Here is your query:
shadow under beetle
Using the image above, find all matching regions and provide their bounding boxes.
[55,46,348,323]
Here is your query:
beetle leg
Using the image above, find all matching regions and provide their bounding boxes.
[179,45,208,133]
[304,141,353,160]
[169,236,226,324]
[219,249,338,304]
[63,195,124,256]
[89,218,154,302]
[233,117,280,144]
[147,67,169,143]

**Set task**
Rewrite all of the entries above, renaming "beetle" to "insect" wherever it occurs and leaving everything else unchanged.

**Output of the task**
Here is your query:
shadow under insect
Using the image above, find all matching regions and provide their bounding boxes.
[55,46,348,323]
Here is your query:
insect leg
Using the image above, find all matching regions and provide their bounding boxes.
[179,45,208,133]
[304,141,353,160]
[169,236,226,324]
[219,249,338,304]
[63,195,124,256]
[89,218,154,302]
[233,117,280,144]
[147,67,169,143]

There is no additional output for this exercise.